Assignment 1> Give back the whole Tacoma TRD Off-Road review word for word.

Passage for review>
Tacoma TRD Offroad
Patrick Rall's picture

The 2016 Toyota Tacoma TRD Off-Road Works Like a Half Ton

I recently had a chance to spend a week testing the 2016 Toyota Tacoma TRD Off-Road and after putting it through all of the same punishment as I do the larger half-ton trucks, this truck impressed me in every way like no “small” truck I have tested – from off-roading to towing to everyday driving, the Tacoma TRD Off-Road rocks.

The Toyota Tacoma has been the sales leader in the midsized truck segment for a very long time, but with the new generation arriving for the 2016 model year, Toyota set out to make the Tacoma better in every way. This new Tacoma was built to be better than the past Tacoma and better than any other midsized truck sold in America – and I think that they succeeded in every way with the TRD Off-Road package. In fact, after being put through the same rigorous tests which my half ton test trucks experience, I would go so far as to say that the new Tacoma TRD Off-Road is the best mid-sized truck I’ve tested in terms of offering the capabilities of a full sized truck and the proper “truck feel” that you get from the larger trucks.

Saved data entries>
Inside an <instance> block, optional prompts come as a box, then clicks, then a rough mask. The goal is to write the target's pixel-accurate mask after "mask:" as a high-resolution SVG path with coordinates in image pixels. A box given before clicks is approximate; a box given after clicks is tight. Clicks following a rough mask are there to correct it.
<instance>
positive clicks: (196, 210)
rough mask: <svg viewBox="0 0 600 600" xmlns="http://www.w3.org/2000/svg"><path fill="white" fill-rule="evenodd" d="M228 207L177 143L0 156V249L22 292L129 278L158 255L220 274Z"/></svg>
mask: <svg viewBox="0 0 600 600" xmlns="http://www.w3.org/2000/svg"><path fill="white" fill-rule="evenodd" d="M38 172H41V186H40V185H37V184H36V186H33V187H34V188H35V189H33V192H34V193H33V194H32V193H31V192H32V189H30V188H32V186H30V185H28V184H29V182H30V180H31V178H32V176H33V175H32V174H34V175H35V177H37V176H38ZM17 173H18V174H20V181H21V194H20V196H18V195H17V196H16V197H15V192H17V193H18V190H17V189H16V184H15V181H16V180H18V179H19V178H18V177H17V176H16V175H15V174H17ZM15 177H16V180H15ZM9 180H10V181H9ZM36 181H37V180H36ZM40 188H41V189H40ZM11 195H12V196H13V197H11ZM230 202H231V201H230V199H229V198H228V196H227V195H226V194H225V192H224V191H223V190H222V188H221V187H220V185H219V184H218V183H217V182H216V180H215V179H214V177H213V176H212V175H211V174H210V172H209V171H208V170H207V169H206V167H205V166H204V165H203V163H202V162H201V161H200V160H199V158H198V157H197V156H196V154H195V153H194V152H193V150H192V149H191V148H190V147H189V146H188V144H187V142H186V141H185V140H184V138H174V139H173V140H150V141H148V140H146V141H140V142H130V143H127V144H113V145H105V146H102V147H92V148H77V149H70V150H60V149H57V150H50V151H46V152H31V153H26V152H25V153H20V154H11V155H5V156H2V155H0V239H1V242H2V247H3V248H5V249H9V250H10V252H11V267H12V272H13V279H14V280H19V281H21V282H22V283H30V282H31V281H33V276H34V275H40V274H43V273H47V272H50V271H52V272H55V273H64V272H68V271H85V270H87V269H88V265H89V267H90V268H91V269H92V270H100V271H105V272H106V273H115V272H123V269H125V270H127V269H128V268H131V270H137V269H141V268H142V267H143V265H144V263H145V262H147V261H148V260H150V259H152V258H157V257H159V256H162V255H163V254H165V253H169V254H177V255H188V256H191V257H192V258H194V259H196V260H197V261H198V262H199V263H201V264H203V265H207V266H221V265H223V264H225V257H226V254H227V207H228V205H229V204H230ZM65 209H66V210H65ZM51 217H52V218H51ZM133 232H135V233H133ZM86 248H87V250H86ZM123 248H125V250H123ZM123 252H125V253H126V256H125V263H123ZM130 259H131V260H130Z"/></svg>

Assignment 2> Retype the saved data entries, starting at their first line and ending with the line that contains "positive clicks: (196, 210)", including both of those lines.

Solution 1>
Tacoma TRD Offroad
Patrick Rall's picture

The 2016 Toyota Tacoma TRD Off-Road Works Like a Half Ton

I recently had a chance to spend a week testing the 2016 Toyota Tacoma TRD Off-Road and after putting it through all of the same punishment as I do the larger half-ton trucks, this truck impressed me in every way like no “small” truck I have tested – from off-roading to towing to everyday driving, the Tacoma TRD Off-Road rocks.

The Toyota Tacoma has been the sales leader in the midsized truck segment for a very long time, but with the new generation arriving for the 2016 model year, Toyota set out to make the Tacoma better in every way. This new Tacoma was built to be better than the past Tacoma and better than any other midsized truck sold in America – and I think that they succeeded in every way with the TRD Off-Road package. In fact, after being put through the same rigorous tests which my half ton test trucks experience, I would go so far as to say that the new Tacoma TRD Off-Road is the best mid-sized truck I’ve tested in terms of offering the capabilities of a full sized truck and the proper “truck feel” that you get from the larger trucks.

Solution 2>
Inside an <instance> block, optional prompts come as a box, then clicks, then a rough mask. The goal is to write the target's pixel-accurate mask after "mask:" as a high-resolution SVG path with coordinates in image pixels. A box given before clicks is approximate; a box given after clicks is tight. Clicks following a rough mask are there to correct it.
<instance>
positive clicks: (196, 210)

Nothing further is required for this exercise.